Aux antipodes du libéralisme
Je ne crois pas avoir entendu Jordan Bardella utiliser les termes de néo-libéralisme ou ultra-libéralisme si chers à Marine Le Pen (et à la pensée unique). Néanmoins nous sommes aux antipodes du libéralisme – ce qui démontre d’ailleurs que l’alliance avec Eric Ciotti qui s’est présenté depuis longtemps comme libéral est contre nature.
Jordan Bardella est étatiste, dans la grande tradition gaulliste (toujours citer le Général). Le programme économique est très classique et de courte période, il consiste à faire des économies (hypothétiques) pour éviter de faire des impôts (mais où est passé l’impôt sur les superprofits financiers. Pour la réforme des retraites, aucune allusion à la capitalisation, alors qu’Eric Ciotti en est partisan. Il ne peut y avoir d’assainissement des finances publiques sans abandon des très nombreuses missions que l’Etat s’est attribuées : la réforme libérale c’est l’Etat minimum, limité au domaine régalien, c’est la privatisation, la concurrence et la subsidiarité.

*Série d'exercices:*
a) Résumez le document source en deux phrases.
b) Reproduisez sans rien changer tout ce qui va de « Jordan Bardella est » jusqu'à « et la subsidiarité. » dans le document source.

*Matériel d'étude:*
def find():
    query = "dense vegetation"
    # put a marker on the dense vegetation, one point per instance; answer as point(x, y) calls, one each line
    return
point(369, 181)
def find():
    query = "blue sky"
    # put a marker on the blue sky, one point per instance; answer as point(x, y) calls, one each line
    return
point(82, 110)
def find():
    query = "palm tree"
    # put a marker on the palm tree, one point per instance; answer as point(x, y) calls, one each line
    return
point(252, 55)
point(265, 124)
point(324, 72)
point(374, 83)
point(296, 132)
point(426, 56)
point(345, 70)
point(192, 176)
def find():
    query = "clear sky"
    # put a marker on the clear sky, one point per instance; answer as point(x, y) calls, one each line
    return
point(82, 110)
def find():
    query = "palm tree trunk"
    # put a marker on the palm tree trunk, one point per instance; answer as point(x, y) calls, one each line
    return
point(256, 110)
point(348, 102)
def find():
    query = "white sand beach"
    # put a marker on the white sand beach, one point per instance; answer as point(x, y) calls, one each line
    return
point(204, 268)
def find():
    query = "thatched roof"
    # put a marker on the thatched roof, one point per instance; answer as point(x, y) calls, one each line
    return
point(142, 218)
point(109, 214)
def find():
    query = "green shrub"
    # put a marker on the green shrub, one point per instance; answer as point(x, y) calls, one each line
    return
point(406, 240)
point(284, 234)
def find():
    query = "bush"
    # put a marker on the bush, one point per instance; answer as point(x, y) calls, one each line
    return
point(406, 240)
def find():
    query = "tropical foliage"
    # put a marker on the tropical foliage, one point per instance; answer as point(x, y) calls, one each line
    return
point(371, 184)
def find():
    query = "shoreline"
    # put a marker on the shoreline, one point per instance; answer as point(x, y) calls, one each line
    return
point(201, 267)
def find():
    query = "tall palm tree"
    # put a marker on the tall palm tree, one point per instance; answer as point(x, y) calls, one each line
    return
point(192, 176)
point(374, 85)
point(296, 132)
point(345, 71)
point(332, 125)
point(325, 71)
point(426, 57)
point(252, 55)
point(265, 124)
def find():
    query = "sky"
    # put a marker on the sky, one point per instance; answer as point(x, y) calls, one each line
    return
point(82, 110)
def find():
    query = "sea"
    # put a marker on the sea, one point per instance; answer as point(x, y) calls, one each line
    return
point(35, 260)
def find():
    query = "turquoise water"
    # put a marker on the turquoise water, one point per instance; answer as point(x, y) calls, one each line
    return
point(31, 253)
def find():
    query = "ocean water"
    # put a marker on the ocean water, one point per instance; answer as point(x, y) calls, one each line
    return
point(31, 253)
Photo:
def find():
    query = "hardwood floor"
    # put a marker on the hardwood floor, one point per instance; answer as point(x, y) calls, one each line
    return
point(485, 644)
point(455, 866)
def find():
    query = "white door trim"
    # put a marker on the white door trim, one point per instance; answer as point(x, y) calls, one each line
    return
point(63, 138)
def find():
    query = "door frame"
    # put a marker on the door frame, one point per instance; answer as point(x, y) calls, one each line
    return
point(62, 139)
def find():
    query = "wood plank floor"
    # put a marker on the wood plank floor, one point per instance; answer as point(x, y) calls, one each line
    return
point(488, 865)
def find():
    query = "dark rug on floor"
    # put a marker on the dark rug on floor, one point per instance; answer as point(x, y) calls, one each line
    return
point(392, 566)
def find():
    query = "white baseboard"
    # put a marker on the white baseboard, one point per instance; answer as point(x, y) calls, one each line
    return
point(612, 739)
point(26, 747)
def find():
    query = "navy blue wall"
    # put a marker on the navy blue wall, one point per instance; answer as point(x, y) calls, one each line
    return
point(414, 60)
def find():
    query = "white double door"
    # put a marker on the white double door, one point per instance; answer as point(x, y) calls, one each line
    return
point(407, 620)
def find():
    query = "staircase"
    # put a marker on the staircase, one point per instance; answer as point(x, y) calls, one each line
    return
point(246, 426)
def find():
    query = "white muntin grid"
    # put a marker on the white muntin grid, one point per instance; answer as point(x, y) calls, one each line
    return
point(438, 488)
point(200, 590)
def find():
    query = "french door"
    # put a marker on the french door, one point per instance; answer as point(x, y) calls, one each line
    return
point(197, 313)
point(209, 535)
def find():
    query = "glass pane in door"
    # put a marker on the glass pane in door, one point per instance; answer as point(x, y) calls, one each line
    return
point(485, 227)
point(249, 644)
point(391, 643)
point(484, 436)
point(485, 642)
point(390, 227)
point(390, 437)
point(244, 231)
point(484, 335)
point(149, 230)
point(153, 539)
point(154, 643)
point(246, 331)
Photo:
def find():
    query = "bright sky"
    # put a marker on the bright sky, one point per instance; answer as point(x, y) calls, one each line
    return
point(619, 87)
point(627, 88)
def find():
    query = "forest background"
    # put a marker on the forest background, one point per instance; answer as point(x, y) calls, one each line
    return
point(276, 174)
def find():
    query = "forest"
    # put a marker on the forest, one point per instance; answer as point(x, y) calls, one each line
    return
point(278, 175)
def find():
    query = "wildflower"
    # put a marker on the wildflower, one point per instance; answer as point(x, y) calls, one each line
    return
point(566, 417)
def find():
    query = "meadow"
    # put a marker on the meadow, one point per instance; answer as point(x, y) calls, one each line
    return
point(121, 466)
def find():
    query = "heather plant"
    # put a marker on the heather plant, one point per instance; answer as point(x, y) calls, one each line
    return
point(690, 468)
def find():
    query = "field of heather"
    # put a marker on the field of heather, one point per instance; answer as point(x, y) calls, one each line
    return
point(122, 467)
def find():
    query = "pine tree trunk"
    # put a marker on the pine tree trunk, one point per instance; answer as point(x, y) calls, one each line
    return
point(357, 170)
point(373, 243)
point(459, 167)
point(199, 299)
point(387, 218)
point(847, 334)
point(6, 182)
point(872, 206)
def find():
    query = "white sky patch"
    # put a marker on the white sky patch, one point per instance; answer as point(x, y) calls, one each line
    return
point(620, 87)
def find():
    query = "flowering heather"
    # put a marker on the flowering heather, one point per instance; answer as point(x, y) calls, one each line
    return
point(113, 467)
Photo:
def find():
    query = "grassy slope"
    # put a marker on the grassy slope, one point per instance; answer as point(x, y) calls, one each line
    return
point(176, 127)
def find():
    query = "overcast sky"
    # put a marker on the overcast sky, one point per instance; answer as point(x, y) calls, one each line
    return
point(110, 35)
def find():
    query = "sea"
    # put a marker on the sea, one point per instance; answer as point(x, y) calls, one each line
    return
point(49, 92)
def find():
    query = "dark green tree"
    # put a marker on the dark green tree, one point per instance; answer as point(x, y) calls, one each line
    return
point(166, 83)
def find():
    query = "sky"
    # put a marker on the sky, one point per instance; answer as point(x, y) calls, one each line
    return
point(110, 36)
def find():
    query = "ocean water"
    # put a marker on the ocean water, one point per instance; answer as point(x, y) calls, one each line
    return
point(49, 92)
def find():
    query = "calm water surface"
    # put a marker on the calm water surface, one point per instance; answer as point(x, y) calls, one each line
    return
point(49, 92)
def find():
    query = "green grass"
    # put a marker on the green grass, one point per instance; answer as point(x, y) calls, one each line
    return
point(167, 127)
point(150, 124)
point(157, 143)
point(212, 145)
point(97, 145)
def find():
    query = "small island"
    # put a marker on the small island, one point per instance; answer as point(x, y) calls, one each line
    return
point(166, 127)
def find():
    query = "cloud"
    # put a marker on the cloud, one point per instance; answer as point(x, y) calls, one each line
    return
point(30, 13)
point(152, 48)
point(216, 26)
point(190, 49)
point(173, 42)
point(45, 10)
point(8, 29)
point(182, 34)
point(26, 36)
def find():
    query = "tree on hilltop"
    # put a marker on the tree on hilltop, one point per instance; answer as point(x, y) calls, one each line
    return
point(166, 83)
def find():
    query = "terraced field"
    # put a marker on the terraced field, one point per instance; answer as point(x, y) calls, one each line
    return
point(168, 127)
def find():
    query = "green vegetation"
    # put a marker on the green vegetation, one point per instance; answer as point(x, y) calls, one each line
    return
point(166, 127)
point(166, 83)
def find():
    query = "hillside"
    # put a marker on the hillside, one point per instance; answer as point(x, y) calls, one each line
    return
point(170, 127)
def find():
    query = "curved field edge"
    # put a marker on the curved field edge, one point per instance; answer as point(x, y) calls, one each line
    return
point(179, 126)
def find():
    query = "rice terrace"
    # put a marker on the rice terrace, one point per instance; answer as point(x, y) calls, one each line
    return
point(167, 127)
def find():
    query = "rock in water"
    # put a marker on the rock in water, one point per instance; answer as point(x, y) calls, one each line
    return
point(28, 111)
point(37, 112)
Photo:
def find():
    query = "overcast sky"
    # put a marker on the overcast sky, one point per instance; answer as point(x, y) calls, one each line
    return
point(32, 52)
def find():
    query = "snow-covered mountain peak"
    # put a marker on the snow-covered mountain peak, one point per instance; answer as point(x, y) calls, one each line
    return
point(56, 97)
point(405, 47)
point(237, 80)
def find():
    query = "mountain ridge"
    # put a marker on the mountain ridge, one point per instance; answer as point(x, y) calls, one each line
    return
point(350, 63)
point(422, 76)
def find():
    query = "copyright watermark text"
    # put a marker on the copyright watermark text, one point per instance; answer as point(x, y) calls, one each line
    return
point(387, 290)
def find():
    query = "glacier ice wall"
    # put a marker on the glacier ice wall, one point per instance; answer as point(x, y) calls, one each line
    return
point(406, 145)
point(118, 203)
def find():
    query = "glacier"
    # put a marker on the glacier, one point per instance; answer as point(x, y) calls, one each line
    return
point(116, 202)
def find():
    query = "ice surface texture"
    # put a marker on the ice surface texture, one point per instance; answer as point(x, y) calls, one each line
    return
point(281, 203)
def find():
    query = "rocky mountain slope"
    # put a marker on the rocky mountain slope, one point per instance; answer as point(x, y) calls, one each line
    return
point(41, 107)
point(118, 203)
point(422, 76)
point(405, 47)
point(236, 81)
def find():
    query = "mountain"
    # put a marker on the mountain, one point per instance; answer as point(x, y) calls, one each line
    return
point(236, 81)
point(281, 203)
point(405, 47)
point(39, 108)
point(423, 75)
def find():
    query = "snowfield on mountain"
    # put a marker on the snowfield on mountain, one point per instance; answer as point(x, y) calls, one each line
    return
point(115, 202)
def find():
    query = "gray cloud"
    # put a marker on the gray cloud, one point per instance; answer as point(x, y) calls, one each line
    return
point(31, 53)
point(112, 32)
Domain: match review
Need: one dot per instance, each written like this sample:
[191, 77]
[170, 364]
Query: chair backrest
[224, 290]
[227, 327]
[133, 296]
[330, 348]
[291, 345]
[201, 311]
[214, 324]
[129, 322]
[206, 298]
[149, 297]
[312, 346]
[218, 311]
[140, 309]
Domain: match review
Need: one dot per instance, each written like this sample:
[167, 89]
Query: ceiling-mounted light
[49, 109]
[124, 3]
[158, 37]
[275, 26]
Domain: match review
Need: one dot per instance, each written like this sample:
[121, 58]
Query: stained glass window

*Corrigé des exercices:*
a) Jordan Bardella se situe aux antipodes du libéralisme, ce qui rend contre nature son alliance avec Eric Ciotti, présenté depuis longtemps comme libéral. Étatiste dans la tradition gaulliste, il propose un programme économique classique et de courte période qui mise sur des économies hypothétiques pour éviter les impôts et ne fait aucune allusion à la capitalisation pour les retraites, alors que la réforme libérale suppose un État minimum limité au domaine régalien, la privatisation, la concurrence et la subsidiarité.

b)
Jordan Bardella est étatiste, dans la grande tradition gaulliste (toujours citer le Général). Le programme économique est très classique et de courte période, il consiste à faire des économies (hypothétiques) pour éviter de faire des impôts (mais où est passé l’impôt sur les superprofits financiers. Pour la réforme des retraites, aucune allusion à la capitalisation, alors qu’Eric Ciotti en est partisan. Il ne peut y avoir d’assainissement des finances publiques sans abandon des très nombreuses missions que l’Etat s’est attribuées : la réforme libérale c’est l’Etat minimum, limité au domaine régalien, c’est la privatisation, la concurrence et la subsidiarité.